▶ Work to do
Rewrite the records below with every "Place a dot" changed to "Put a mark" and nothing else altered. Leave the pictures out of your answer.
══ Data entries
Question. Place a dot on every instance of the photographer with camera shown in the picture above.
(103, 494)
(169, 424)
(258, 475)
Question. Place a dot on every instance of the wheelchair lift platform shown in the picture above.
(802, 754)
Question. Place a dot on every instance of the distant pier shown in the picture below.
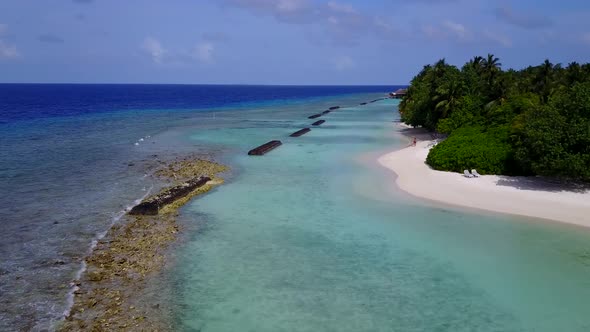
(265, 148)
(300, 132)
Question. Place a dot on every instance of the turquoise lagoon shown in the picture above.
(314, 236)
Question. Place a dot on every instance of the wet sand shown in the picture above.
(525, 196)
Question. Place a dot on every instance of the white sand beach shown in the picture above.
(532, 197)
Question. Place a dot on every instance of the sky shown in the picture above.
(298, 42)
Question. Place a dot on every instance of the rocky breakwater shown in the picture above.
(111, 295)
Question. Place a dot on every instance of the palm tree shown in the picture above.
(447, 97)
(491, 65)
(476, 63)
(544, 80)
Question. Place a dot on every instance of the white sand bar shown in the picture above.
(532, 197)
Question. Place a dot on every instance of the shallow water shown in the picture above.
(69, 166)
(312, 237)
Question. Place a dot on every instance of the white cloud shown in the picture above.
(343, 62)
(154, 48)
(341, 8)
(203, 52)
(447, 30)
(498, 38)
(455, 28)
(7, 51)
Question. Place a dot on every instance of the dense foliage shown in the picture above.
════
▶ Response to the exercise
Question. Put a mark on every instance of the photographer with camera shown in the picture above.
(103, 494)
(169, 424)
(258, 475)
Question. Put a mark on every instance of the wheelchair lift platform shown in the picture above.
(802, 754)
Question. Put a mark on every instance of the distant pier shown in the picture below.
(265, 148)
(300, 132)
Question. Put a mark on every instance of the turquoise lagoon shown in the picture above.
(314, 236)
Question. Put a mark on every instance of the wet sand shown in the picture above.
(525, 196)
Question. Put a mark on every instance of the white sand beach shown in the picture above.
(532, 197)
Question. Put a mark on every instance of the sky shown in the picture above.
(298, 42)
Question. Put a mark on every instance of the rocky breakwater shown in the picture above.
(111, 295)
Question. Put a mark on every instance of the palm tree shown in the picture above.
(447, 97)
(491, 65)
(476, 63)
(544, 80)
Question. Put a mark on every instance of the white sand bar shown in the picture above.
(532, 197)
Question. Put a mark on every instance of the shallow water shown in the picture above.
(69, 166)
(312, 237)
Question. Put a mark on every instance of the white cloud shown in the picture above.
(343, 62)
(154, 48)
(341, 8)
(203, 52)
(447, 30)
(498, 38)
(455, 28)
(7, 51)
Question. Put a mark on every instance of the dense foliage shown in the picture above.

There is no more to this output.